_ASSIGNMENT_
A faithful copy of the listing below is required.

INFORMATION SHOWN section start

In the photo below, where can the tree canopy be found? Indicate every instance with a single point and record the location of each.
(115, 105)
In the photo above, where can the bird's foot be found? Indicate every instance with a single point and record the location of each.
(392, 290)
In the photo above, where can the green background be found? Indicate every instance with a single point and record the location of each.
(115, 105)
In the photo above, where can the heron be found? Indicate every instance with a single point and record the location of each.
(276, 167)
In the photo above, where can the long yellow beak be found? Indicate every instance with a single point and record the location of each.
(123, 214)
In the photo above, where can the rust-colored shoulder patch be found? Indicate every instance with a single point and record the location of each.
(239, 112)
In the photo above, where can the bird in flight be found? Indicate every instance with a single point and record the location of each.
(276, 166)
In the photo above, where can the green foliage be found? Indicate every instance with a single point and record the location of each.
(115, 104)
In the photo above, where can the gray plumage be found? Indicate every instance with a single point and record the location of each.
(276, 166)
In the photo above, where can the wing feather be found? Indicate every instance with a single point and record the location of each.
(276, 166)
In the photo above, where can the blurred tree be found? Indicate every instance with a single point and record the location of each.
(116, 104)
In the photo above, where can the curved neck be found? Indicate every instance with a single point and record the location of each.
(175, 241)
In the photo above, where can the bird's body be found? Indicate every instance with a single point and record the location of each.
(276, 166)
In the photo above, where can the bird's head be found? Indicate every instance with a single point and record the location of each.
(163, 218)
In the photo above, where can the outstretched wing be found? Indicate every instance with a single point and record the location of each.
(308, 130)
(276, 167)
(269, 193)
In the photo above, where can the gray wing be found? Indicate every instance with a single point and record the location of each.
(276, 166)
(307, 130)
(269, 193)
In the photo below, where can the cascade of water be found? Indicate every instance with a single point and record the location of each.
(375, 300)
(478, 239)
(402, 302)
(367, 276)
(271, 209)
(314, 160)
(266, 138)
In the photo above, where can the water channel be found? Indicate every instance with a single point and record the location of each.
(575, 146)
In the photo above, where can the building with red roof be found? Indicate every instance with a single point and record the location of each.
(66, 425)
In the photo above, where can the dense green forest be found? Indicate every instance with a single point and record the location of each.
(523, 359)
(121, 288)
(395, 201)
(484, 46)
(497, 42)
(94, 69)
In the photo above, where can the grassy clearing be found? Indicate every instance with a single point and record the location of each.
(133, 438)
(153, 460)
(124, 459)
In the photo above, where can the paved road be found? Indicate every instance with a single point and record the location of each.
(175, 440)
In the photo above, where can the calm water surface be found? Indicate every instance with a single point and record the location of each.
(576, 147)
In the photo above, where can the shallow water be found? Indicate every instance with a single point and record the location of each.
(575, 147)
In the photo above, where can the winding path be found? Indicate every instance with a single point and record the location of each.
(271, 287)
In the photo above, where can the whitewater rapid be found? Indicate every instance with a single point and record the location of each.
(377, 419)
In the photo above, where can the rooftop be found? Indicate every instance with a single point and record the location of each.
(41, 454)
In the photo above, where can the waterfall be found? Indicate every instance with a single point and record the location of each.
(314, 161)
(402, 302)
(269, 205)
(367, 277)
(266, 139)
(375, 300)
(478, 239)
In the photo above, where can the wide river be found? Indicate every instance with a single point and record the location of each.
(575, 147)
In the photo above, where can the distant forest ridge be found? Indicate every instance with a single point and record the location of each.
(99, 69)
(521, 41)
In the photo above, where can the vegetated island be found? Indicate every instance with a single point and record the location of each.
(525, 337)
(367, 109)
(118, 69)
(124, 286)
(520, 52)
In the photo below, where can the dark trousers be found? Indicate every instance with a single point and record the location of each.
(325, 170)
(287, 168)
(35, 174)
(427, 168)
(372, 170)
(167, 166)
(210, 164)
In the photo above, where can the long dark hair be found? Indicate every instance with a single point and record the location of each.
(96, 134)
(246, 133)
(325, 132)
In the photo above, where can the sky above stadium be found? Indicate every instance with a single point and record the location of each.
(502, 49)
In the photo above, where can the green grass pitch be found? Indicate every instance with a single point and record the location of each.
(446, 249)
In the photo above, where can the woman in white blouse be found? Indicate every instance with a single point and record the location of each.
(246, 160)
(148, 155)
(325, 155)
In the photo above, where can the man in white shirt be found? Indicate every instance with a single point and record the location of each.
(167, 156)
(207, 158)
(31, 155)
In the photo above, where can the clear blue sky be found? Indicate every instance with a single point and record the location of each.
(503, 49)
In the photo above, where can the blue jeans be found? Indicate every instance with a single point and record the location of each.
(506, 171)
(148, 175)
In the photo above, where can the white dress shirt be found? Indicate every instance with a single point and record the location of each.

INFORMATION SHOWN section end

_EXERCISE RESULT_
In the photo below, where can the tree canopy be found? Indicate every instance with a single point and record the location of each.
(115, 105)
In the photo above, where can the bird's foot be found? Indicate every instance with a single point and record the location of each.
(392, 290)
In the photo above, where can the green background be found? Indicate every instance with a single point and record the location of each.
(115, 105)
In the photo above, where can the heron be found? Indicate every instance with a single point and record the location of each.
(276, 167)
In the photo above, where can the long yellow beak be found? Indicate every instance with a single point and record the location of each.
(123, 214)
In the photo above, where can the rust-colored shoulder patch be found? Indicate every instance with a single point and record the location of each.
(239, 112)
In the photo above, where can the bird in flight be found? Indicate every instance with a single point and record the location of each.
(276, 166)
In the photo above, where can the green foliage be found? Indicate every instance with a single point and record the location of each.
(115, 104)
In the photo above, where can the gray plumage be found? Indicate every instance with a single point and record the location of each.
(276, 166)
In the photo above, where can the wing feather be found? Indicate every instance with a single point and record the location of each.
(276, 166)
In the photo above, where can the blurred tree be found? Indicate every instance with a single point and record the location of each.
(116, 104)
In the photo above, where can the curved neck be found? Indicate every instance with a single point and record the location of each.
(175, 241)
In the photo above, where can the bird's body be found? Indicate every instance with a single point and record the location of each.
(276, 166)
In the photo above, where can the bird's head be found? Indicate every instance with a single point and record the location of each.
(163, 218)
In the photo above, where can the outstretched wing be found? Indicate every instance with a single point and record the location of each.
(308, 130)
(276, 167)
(269, 193)
In the photo above, where can the gray wing be found? Indicate every instance with a single point and record the location of each.
(276, 166)
(307, 130)
(269, 193)
In the photo below, where can the cascade of water be found? Indicate every instance with a single point and record the location of each.
(375, 300)
(478, 239)
(402, 302)
(367, 276)
(271, 209)
(314, 160)
(266, 138)
In the photo above, where can the water channel be found? Indicate every instance with a single point and record the location of each.
(575, 146)
In the photo above, where can the building with red roof be found? Indicate every instance with a single point and record the location of each.
(66, 425)
In the photo above, where can the dense green forest be found? Indicate every instance with a single point and record the location of each.
(523, 359)
(121, 288)
(395, 201)
(484, 46)
(497, 42)
(94, 69)
In the photo above, where can the grassy clearing be found? Indicate every instance with a single point and record the location of each.
(133, 438)
(153, 460)
(124, 459)
In the photo above, where can the paved road be found? Indicate every instance with a single point and record the location of each.
(175, 440)
In the photo above, where can the calm water surface be found? Indicate every instance with a single point and record the location of each.
(576, 147)
In the photo above, where can the shallow water be found? Indicate every instance with a single point and record the location of each.
(575, 147)
In the photo above, where can the winding path be found? Indicate every instance with a single point and record the location of each.
(271, 287)
In the photo above, where can the whitewater rapid be found? Indicate every instance with a single point and record the location of each.
(377, 419)
In the photo above, where can the rooftop be found? Indicate every instance with a single point and record the location of each.
(41, 454)
In the photo above, where can the waterfall be found? Indicate every instance with a single point and record the location of each.
(314, 161)
(402, 302)
(269, 205)
(367, 277)
(266, 139)
(375, 300)
(478, 239)
In the photo above, where can the wide river be found? Indicate every instance with a single point and record the location of each.
(575, 147)
In the photo above, where can the distant forest ridge be found? Indicate every instance with a single point and record the location of each.
(99, 69)
(521, 41)
In the photo above, where can the vegetated island be found? Indicate every instance with a single point and record the location of each.
(525, 337)
(367, 109)
(118, 69)
(124, 286)
(520, 52)
In the photo below, where can the dark trousers be found? Indicate every instance with a single point and record the location of each.
(325, 170)
(287, 168)
(35, 174)
(427, 168)
(372, 170)
(167, 166)
(210, 164)
In the photo above, where can the long dark hair be found? Indicate every instance with a single point and record the location of each.
(96, 134)
(246, 133)
(325, 132)
In the photo above, where can the sky above stadium be found? Indicate every instance with a single point and record the location of each.
(502, 49)
In the photo above, where can the green grass pitch be found? Indicate every instance with a single point and record the location of each.
(446, 249)
In the photo above, where can the woman in white blouse be found? Indicate every instance with a single point and record the location of each.
(246, 160)
(148, 155)
(325, 155)
In the photo above, where can the man in white shirt be found? Indicate every instance with a single point and record the location of each.
(167, 156)
(207, 158)
(31, 155)
In the photo above, where can the clear blue sky be found? Indicate every instance with a single point and record the location of each.
(503, 49)
In the photo above, where can the blue jeans be found? Indicate every instance with a single point and record the location of each.
(506, 171)
(148, 175)
In the photo above, where can the white dress shirt be found? Indicate every instance with a single point and record the location of each.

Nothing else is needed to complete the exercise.